_TEXT PASSAGE_:
James Joseph Parkinson (15 November 1869 – 16 September 1948) was an Irish politician. He was a member of Seanad Éireann from 1922 to 1936 and from 1938 to 1947. A veterinary surgeon, racehorse trainer, bloodstock breeder and company director, he was first elected to the Free State Seanad as a Cumann na nGaedheal member in 1922. From 1938 onwards, he was elected by the Cultural and Educational Panel as a Fine Gael member. He resigned from the Seanad on 31 July 1947 due to poor health.

"J.J." Parkinson was born at Tramore, County Waterford, and qualified as a veterinary surgeon (MRCVS) in London. From 1892 he briefly practised on the Curragh but soon moved into racing. After a short spell in the United States he settled at Maddenstown Lodge also on the Curragh which remained his home for forty-five years. He trained the winners of 2,577 races in Ireland. including two in the Irish Derby before his death after several years of ill-health at Maddenstown Lodge. Parkinson's total of race wins by a trainer was a record in Ireland until beaten by Dermot Weld in 2000, and he was champion trainer in Ireland by number of races won 23 times between 1904 and 1939.

_DATA PROVIDED_:
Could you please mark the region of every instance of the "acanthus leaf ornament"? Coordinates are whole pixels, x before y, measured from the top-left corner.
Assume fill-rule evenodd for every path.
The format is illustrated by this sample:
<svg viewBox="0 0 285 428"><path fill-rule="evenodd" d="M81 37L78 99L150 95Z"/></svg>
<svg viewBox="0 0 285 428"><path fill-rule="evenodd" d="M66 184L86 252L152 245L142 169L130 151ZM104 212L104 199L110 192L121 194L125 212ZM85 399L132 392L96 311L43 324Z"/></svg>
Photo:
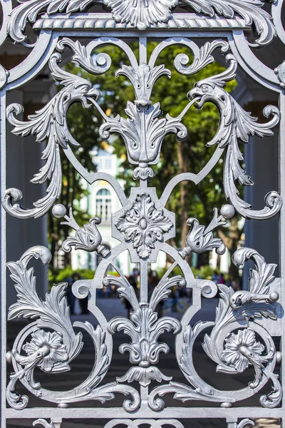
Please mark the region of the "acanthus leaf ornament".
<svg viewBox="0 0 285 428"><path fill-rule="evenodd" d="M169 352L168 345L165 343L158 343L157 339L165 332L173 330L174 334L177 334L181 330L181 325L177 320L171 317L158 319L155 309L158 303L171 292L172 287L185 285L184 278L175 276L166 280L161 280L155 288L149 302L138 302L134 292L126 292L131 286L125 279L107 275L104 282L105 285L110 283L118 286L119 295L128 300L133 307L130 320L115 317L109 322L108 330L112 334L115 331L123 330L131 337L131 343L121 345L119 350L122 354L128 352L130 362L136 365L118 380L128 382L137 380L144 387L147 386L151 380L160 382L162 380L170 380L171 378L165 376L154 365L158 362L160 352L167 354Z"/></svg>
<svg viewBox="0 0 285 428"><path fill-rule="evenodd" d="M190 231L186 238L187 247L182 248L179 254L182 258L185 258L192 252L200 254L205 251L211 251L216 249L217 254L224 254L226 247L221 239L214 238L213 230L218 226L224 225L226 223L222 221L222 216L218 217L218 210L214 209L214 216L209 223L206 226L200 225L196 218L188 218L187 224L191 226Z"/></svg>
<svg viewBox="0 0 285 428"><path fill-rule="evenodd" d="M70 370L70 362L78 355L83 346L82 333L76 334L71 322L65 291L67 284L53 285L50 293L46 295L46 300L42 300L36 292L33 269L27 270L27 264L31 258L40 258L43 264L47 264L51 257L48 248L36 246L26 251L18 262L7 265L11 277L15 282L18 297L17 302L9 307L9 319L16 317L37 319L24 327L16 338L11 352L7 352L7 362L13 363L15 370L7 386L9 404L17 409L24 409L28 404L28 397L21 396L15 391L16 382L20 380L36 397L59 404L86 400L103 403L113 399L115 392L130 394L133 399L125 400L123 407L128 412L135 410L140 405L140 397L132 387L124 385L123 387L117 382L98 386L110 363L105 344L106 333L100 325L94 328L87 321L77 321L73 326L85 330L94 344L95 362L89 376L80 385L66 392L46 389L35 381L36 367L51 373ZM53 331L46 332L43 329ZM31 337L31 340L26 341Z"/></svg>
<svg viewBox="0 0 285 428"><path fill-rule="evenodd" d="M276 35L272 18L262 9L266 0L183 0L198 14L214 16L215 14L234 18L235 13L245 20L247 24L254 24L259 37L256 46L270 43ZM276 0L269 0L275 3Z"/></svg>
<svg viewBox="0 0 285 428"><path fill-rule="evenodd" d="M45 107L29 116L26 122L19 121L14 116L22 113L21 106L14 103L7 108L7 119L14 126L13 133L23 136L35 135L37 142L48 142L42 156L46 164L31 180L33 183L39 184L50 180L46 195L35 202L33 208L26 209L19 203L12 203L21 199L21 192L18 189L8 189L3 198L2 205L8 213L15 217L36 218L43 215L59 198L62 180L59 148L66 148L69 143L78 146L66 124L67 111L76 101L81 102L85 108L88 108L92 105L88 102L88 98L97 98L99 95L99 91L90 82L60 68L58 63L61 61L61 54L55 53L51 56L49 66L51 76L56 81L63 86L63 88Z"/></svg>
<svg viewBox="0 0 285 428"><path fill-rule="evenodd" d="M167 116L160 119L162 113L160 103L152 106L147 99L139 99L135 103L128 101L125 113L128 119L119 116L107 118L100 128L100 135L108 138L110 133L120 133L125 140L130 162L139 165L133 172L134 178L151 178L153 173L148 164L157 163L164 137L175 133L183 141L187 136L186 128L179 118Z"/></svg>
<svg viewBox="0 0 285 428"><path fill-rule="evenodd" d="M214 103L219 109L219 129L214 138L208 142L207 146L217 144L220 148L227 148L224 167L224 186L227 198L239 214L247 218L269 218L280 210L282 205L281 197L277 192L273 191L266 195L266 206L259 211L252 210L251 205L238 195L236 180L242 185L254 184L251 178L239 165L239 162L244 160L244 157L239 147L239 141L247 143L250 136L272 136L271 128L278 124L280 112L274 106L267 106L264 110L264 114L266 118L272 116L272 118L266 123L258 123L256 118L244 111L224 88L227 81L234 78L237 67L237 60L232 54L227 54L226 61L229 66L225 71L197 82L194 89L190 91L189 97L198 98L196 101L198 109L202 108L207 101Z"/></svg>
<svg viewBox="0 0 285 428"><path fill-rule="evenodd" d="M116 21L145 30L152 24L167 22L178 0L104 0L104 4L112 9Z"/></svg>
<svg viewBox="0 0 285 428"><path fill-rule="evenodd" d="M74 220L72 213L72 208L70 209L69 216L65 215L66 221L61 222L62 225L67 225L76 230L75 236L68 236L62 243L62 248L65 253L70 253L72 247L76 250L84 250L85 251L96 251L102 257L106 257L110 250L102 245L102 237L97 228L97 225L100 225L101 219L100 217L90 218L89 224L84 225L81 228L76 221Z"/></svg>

_DIRECTIONS FOR THIS TASK_: In the passage about J.J. Parkinson, who beat his record for race wins by a trainer in Ireland, and in what year? The rows play no part here.

_RESPONSE BELOW_: Dermot Weld beat it in 2000.